Опубликовано в журнале:
Пан Станислав
Светлого будущего у нас не вышло. Зато мы обзавелись светлым прошлым. Оно называется “шестидесятые годы” и охватывает краткий приступ тепла между двумя ледниковыми периодами — сталинским и послехрущевским.
Последние века Европы отмечены странным и регулярным несовпадением истории и хронологии: XIX в. начался на 11 лет раньше — в 1789 г., ХХ — на 14 лет позже, в 1914-м, а XXI, перемигнувшись с XVIII, опять наступил раньше на целых 9 лет, с концом коммунистической империи.
В такой вот просак попали и 60-е. Они прорезались где-то между 54-м и 55-м годами и истекли к середине 60-х.
Впрочем, у каждого, кому посчастливилось вызревать в ту прекрасную эпоху, имелись и свои, приватные 60-е, тоже не совпадавшие с боем часов кремлевской башни.
Мои, к примеру, наступили в 1957 г., когда я впервые надела туфли на шпильках, и начали агонизировать в 1968-м. Агонизировали целых три месяца, от появления студенческих баррикад на улицах Парижа и до советских танков на улицах Праги.
Парижский май ошарашил больше, чем пражский август. От русских я ничего другого не ожидала, но вот французы… Такой удар со стороны классицистов! Ведь парижские студенты взбунтовались против той именно традиции европейской образованности, к которой пражские студенты мечтали вернуться.
После 1968 г. я потеряла интерес к Лему. Не окончательно (я все еще его читала), но бесповоротно. Проблема человеческого поведения в пространстве человеческой же истории сильно потеснила интерес к нечеловеческим формам разума. А ведь как был любим совсем недавно! Да что там я… Ему поклонялось целое поколение и еще два примкнувших. Те, что постарше, молодели вместе с нами от неслыханной новизны лемовских тем и сюжетов; те, что моложе, получили его в дар и наследство. Дар приняли с благодарностью. Один и тот же виноград освежал язык отцов и детей.
Каждый новый роман Лема был — откровение, каждый сборник рассказов — очарование.
На садовой дорожке лапчатая тень каштана. На скамейке он и она. Она: прическа “бабетта”, укороченная юбка, удлиненные глаза; он: зауженные брюки, очки, книга. Она слушает, он — читает. Что-нибудь смешное и одновременно глубокомысленное, на манер “Вторжения с Альдебарана” или “Эволюции стиральных машин”. Это молодые люди 60-х завоевывают благосклонность своих избранниц.
Уже слово “сепульки” и его производные из “Звездных дневников Ийона Тихого” уверенно приземлились в обиходной интеллигентской речи, где пока что — в предчувствии Булгакова — безраздельно царят Ильф с Петровым.
(Характерно, однако, что межзвездный юмор Лема, даже не дожидаясь смены поколений, из языка вымело начисто, меж тем как Ильф—Петров все еще держится…)
Соперников у Лема не было. Неподнятая целина советской фантастики, хотя бы и с учетом “Туманности Андромеды” и первых, совсем не робких вылазок братьев Стругацких, в счет не шла. Но и Запад проигрывал: даже виртуозный Шекли и обаятельный Бредбери меркли в темных лучах Соляриса. Конечно, Лем был гений, но и гению требуется, чтоб ему свезло. Везением Лема была Польша.

ИСХОДНЫЙ МАТЕРИАЛ:
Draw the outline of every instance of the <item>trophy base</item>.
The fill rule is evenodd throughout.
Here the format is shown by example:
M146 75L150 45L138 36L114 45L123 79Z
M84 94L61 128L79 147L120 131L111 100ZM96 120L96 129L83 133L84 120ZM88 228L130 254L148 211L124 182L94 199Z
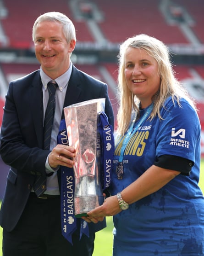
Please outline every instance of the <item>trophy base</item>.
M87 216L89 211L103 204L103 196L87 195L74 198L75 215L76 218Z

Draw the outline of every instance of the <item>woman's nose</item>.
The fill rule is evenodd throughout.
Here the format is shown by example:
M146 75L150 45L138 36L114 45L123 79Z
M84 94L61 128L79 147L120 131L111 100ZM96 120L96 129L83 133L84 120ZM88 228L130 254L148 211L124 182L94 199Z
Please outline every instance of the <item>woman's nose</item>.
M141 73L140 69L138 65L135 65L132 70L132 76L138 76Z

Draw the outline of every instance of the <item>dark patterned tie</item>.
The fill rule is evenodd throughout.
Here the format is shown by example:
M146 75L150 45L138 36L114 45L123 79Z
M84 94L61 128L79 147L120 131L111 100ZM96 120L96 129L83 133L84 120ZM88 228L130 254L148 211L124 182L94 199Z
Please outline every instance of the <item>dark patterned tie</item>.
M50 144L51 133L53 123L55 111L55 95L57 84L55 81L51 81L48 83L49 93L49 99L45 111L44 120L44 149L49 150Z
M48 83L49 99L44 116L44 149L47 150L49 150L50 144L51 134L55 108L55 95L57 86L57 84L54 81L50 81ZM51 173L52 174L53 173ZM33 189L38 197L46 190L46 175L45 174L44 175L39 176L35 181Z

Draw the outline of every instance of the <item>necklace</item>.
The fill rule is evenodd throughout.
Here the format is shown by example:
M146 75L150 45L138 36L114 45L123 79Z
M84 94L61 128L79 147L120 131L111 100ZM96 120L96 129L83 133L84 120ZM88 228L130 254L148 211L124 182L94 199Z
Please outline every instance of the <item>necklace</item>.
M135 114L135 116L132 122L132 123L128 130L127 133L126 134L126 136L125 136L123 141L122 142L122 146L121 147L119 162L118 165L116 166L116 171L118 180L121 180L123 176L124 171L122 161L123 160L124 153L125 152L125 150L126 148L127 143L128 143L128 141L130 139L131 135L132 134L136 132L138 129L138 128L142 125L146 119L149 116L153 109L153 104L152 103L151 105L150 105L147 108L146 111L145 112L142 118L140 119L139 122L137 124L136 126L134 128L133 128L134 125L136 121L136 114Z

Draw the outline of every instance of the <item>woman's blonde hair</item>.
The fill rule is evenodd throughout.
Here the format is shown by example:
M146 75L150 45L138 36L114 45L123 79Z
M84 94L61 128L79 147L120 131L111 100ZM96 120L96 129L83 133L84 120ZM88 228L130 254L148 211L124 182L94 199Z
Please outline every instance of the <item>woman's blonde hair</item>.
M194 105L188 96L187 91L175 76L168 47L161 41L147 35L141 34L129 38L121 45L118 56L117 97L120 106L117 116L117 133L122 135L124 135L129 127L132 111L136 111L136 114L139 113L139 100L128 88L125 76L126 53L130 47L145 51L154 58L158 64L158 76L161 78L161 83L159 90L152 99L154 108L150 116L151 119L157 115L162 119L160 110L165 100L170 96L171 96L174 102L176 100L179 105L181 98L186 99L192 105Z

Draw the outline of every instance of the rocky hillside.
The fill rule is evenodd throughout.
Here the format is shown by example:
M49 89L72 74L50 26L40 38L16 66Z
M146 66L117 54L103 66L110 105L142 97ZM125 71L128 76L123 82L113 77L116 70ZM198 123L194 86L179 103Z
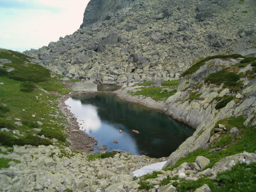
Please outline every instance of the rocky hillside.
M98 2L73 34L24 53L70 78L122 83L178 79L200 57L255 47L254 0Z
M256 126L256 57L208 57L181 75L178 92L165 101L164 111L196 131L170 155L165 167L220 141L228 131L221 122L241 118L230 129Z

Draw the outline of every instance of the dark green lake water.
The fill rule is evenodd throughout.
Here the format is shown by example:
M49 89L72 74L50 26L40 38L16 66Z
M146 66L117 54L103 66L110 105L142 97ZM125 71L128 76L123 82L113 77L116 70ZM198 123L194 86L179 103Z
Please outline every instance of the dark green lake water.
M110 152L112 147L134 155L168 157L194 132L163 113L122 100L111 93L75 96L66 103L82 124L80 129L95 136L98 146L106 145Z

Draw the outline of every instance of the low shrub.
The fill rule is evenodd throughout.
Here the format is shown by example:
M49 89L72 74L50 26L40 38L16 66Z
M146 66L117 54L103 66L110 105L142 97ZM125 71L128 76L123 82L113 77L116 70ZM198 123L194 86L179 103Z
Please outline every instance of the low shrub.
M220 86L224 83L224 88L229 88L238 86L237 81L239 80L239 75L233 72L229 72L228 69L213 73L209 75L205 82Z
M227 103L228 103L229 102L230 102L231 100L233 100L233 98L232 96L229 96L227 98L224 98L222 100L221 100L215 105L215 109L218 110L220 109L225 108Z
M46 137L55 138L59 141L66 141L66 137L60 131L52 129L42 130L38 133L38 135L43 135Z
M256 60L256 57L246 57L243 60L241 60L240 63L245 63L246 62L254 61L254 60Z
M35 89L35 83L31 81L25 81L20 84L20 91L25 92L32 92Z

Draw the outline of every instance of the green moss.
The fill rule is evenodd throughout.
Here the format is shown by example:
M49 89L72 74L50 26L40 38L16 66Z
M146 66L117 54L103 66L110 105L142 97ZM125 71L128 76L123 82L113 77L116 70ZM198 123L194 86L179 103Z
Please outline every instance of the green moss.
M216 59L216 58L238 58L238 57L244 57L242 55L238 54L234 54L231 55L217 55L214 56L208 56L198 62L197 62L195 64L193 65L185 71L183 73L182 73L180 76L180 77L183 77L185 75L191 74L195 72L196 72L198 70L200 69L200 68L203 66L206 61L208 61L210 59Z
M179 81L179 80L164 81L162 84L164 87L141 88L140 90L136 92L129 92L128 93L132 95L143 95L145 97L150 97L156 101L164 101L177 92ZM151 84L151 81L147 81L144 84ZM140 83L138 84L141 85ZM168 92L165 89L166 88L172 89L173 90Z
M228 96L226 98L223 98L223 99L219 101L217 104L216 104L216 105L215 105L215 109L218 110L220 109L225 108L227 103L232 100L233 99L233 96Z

* * *

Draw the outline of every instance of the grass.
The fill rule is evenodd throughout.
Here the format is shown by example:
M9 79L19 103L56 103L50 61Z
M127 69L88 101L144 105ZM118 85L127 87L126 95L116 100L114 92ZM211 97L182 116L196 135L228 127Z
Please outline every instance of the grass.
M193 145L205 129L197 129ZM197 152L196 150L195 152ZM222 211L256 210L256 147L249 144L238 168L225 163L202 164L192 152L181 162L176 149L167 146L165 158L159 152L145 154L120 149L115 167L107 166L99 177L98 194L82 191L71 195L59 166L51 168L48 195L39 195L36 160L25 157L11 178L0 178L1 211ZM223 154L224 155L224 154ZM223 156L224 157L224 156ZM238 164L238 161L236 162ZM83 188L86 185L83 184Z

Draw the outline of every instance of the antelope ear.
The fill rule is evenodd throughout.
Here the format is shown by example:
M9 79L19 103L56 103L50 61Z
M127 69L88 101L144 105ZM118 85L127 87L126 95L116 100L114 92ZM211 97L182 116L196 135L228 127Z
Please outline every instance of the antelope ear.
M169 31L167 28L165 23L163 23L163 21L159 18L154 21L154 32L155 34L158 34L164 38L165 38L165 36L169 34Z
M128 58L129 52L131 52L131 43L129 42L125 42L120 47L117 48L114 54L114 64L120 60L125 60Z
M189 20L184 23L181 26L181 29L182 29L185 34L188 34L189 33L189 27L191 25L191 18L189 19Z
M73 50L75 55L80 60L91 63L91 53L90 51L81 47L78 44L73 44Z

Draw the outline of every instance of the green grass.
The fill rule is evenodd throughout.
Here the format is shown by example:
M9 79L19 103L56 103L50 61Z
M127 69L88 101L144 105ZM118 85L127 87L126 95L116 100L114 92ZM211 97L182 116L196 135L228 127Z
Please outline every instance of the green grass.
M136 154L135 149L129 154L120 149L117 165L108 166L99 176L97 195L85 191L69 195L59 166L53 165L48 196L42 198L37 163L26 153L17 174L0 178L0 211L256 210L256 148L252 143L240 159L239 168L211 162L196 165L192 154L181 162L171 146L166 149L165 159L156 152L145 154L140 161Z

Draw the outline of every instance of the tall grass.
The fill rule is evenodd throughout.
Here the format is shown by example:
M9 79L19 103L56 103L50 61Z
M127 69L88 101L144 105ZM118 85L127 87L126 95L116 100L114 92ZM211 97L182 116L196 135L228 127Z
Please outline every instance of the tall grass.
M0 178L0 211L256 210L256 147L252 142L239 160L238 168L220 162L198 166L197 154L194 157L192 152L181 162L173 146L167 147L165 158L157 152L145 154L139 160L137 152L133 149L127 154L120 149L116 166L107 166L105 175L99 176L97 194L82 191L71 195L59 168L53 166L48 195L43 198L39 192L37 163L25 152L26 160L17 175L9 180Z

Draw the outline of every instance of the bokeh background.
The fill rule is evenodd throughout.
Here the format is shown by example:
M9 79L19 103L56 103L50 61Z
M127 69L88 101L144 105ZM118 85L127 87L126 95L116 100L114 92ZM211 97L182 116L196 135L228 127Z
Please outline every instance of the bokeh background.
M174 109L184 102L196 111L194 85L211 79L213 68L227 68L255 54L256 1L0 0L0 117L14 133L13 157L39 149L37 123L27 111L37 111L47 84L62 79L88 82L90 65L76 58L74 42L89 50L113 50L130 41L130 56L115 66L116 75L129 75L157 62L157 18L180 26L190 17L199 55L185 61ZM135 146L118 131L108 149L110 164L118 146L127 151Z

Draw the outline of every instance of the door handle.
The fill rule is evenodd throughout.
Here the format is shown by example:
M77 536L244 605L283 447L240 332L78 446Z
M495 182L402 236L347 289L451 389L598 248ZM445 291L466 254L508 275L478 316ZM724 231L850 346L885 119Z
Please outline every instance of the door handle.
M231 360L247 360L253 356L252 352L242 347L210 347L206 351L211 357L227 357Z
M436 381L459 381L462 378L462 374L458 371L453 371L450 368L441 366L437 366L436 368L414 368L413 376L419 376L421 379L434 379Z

УСЛОВИЕ ЗАДАНИЯ:
Ответьте на вопросы по тексту о Леме и шестидесятых:
(a) В каком году наступили личные 60-е автора и что тогда было впервые надето?
(b) Какое слово из «Звездных дневников Ийона Тихого» вошло в обиходную интеллигентскую речь?
(c) Что, согласно тексту, было везением Лема?

ОТВЕТ НА ЗАДАНИЕ:
(a) В 1957 году, впервые были надеты туфли на шпильках.
(b) Слово «сепульки».
(c) Польша.